### Задание
Извлеките из текста о доме № 1 на Невском проспекте без единого изменения фрагмент, который начинается со слов, содержащих «Невский проспект, 1», и заканчивается словами «все необходимые наброски.».

+++ Текст для чтения

(Олег Григорьев)
Вероятно, во всем этом проявлялась радость по поводу новой, относительно спокойной жизни. Этакое отдохновение перед очередными потрясениями, явившимися нам (а в том числе и Невскому проспекту) с десяток лет тому назад.
«Аглинские белые лайковые перчатки»
Невский проспект, 1
На Невском нет неинтересных домов вообще. Возьмем хотя бы дом №1 (первый по левую руку). Это место прославилось еще при Екатерине Второй. Именно тут располагалась мастерская, в которой скульптор Этьен Морис Фальконе создавал знаменитого «Медного всадника» – памятник Петру Первому, по сей день украшающий Адмиралтейскую набережную и почитающийся одним из главных символов Санкт-Петербурга. Именно здесь на высоченный деревянный постамент (который имитировал будущий постамент, гранитный) взлетал на жеребце Бриллианте знаменитый наездник Афанасий Тележников. Взлетал – и на секунду замирал в определенной позе (той самой, что мы видим на готовом монументе).
Естественно, что это упражнение он повторял десятки раз, прежде чем обстоятельный французский скульптор сделал все необходимые наброски.

++++++
+++ Исходные данные

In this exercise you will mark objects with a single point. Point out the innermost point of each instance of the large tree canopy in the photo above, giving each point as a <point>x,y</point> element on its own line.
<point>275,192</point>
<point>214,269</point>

++++++

### Ответ
Невский проспект, 1
На Невском нет неинтересных домов вообще. Возьмем хотя бы дом №1 (первый по левую руку). Это место прославилось еще при Екатерине Второй. Именно тут располагалась мастерская, в которой скульптор Этьен Морис Фальконе создавал знаменитого «Медного всадника» – памятник Петру Первому, по сей день украшающий Адмиралтейскую набережную и почитающийся одним из главных символов Санкт-Петербурга. Именно здесь на высоченный деревянный постамент (который имитировал будущий постамент, гранитный) взлетал на жеребце Бриллианте знаменитый наездник Афанасий Тележников. Взлетал – и на секунду замирал в определенной позе (той самой, что мы видим на готовом монументе).
Естественно, что это упражнение он повторял десятки раз, прежде чем обстоятельный французский скульптор сделал все необходимые наброски.